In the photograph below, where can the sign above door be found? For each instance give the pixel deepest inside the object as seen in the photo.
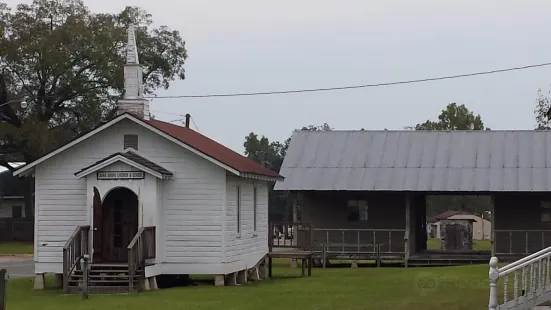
(120, 175)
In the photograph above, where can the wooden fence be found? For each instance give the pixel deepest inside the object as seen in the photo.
(3, 288)
(21, 230)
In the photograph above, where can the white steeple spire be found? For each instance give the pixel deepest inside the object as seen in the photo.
(133, 101)
(131, 47)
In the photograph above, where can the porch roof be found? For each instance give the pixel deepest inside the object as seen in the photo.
(422, 161)
(130, 157)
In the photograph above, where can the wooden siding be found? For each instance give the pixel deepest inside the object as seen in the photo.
(192, 201)
(247, 246)
(518, 225)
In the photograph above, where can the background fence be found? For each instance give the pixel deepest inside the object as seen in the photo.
(16, 230)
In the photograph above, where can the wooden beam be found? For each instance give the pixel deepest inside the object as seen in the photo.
(493, 225)
(408, 225)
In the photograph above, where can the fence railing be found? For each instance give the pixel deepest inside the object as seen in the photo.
(21, 230)
(347, 241)
(290, 236)
(521, 241)
(531, 282)
(73, 252)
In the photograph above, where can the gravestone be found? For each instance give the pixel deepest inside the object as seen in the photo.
(456, 235)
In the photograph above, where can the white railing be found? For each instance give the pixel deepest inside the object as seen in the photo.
(521, 241)
(531, 282)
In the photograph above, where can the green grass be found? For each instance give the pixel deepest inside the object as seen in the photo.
(331, 289)
(478, 245)
(11, 248)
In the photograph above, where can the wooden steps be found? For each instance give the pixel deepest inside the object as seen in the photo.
(105, 278)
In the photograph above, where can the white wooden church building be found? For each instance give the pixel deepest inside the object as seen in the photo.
(147, 196)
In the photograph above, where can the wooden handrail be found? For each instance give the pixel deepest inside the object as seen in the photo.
(141, 247)
(76, 247)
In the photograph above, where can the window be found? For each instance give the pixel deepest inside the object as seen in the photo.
(117, 224)
(357, 210)
(16, 212)
(238, 209)
(254, 208)
(546, 211)
(131, 141)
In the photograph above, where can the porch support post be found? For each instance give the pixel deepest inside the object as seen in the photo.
(493, 225)
(408, 225)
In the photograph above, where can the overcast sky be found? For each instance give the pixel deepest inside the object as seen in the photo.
(252, 46)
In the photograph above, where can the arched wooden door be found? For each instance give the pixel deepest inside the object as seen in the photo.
(115, 224)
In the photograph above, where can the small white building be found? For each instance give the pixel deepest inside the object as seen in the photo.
(482, 228)
(184, 203)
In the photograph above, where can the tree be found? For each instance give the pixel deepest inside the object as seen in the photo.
(271, 155)
(67, 64)
(454, 117)
(542, 107)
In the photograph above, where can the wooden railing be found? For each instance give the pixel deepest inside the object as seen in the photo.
(141, 247)
(288, 235)
(521, 241)
(76, 247)
(349, 241)
(531, 282)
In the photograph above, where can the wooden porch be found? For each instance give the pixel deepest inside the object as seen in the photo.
(79, 274)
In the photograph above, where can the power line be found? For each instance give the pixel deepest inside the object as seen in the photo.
(308, 90)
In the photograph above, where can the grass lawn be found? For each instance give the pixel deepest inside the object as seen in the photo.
(338, 288)
(16, 248)
(478, 245)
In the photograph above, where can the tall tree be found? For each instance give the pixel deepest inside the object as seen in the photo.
(271, 155)
(66, 63)
(542, 107)
(453, 117)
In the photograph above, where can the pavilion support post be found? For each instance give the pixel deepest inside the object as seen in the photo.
(492, 225)
(408, 228)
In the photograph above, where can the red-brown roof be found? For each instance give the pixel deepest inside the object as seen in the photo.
(212, 149)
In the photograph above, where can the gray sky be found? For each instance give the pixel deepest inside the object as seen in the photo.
(252, 45)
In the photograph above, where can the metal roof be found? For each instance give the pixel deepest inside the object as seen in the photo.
(440, 161)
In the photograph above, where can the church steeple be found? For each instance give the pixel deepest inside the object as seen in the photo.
(133, 101)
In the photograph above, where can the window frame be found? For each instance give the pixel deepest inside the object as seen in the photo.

◇ ◇ ◇ ◇

- AIM OF THE EXERCISE
Revise all of the records above so that every instance of "photograph" reads "image", leaving everything else unchanged. Omit the pictures from your answer.

- RESPONSE TO THE EXERCISE
In the image below, where can the sign above door be found? For each instance give the pixel deepest inside the object as seen in the photo.
(120, 175)
In the image above, where can the wooden fence be found? For each instance give the pixel deepest inside the object as seen in the photo.
(3, 288)
(21, 230)
In the image above, where can the white steeple spire be found? For each instance give the pixel deepest inside the object as seen in the photo.
(133, 101)
(131, 47)
In the image above, where can the porch roof be found? For each instance give the pixel deepest inside the object as seen in the photo.
(422, 161)
(130, 157)
In the image above, where can the wooden siding be found? For each instance give the pixel deepest inside the object as seen in the photo.
(192, 201)
(247, 246)
(518, 225)
In the image above, where can the background fence be found? For each instance give the pixel deepest inside the object as seen in the photo.
(16, 230)
In the image above, where can the wooden beam be found? For each instance give the pixel deepest inside the object as seen in the photo.
(493, 225)
(408, 225)
In the image above, where can the fence railing be found? For each instance give the pixel deepest inside the object as seen in the photo.
(21, 230)
(347, 241)
(290, 236)
(521, 241)
(531, 282)
(73, 252)
In the image above, where can the gravestone be found? For each instance give the pixel deepest inside the object as seen in the photo.
(456, 235)
In the image above, where can the white railing be found? For each instance give the pixel deepest inside the object as seen in the photo.
(521, 241)
(531, 282)
In the image above, where can the green grass be found? For each instance give the pixel deepest inside the object as seen in the photo.
(331, 289)
(478, 245)
(11, 248)
In the image above, where can the wooden steps be found? For each instance give the pixel deepest inside the object as seen in the photo.
(105, 278)
In the image above, where can the white wooden church building be found? For each instance give the pixel deepest inside the object as seen in the photo.
(147, 196)
In the image above, where can the wooden handrail be found? For each instance give the pixel deepest inside the object as seen in the photo.
(141, 247)
(76, 247)
In the image above, where can the window be found? For each instance give the pixel deepest inside the object as seen in the photo.
(117, 224)
(357, 210)
(16, 212)
(238, 209)
(254, 208)
(546, 211)
(131, 141)
In the image above, where can the porch support post be found? For each instance give the pixel deepest inside the object as seen in the photo.
(493, 225)
(408, 225)
In the image above, where can the overcast sky be found? For each instance give the pixel deepest inside the object as seen in the photo.
(252, 46)
In the image above, where can the arched wooden door be found? For each instance give the pixel deepest inside the object as seen in the photo.
(115, 224)
In the image above, where can the small white building be found? For each instance give the pixel deepest inside the object as seen in the photo.
(482, 228)
(184, 203)
In the image above, where can the tree be found? For each instance give the pixel deepest inside the object as seen in the photo.
(271, 155)
(67, 64)
(454, 117)
(542, 107)
In the image above, where can the wooden railing be found? For each instance give the pixel deepest inside the object as seen in the photo.
(141, 247)
(288, 235)
(521, 241)
(76, 247)
(349, 241)
(531, 282)
In the image above, where can the wooden porch be found? For each instance give the pixel deepest inside the object as seen in the photo.
(79, 274)
In the image above, where can the power line be found? For each instance give the pixel deepest inside the object as seen in the photo.
(308, 90)
In the image above, where can the grass lawn be found? For each instance give the pixel deepest inside the object as seen in the photo.
(338, 288)
(16, 248)
(478, 245)
In the image above, where can the tall tree be found? For each instance give the pixel deepest inside the object as seen in the photo.
(271, 155)
(66, 63)
(542, 107)
(453, 117)
In the image above, where can the pavilion support post be found? For each instance give the pixel deepest inside the object as seen in the photo.
(492, 225)
(408, 228)
In the image above, where can the red-brown roof be found? For each instance give the pixel deepest inside the object as seen in the photo.
(212, 149)
In the image above, where can the gray sky be found? For each instance give the pixel deepest inside the object as seen in the photo.
(252, 45)
In the image above, where can the metal roof be found? For each instance give the pixel deepest inside the object as seen in the photo.
(440, 161)
In the image above, where can the church steeple be found? For each instance give the pixel deepest inside the object as seen in the photo.
(133, 101)
In the image above, where can the window frame be found? For each instance give the pixel deepest inside the object as seen in the photo.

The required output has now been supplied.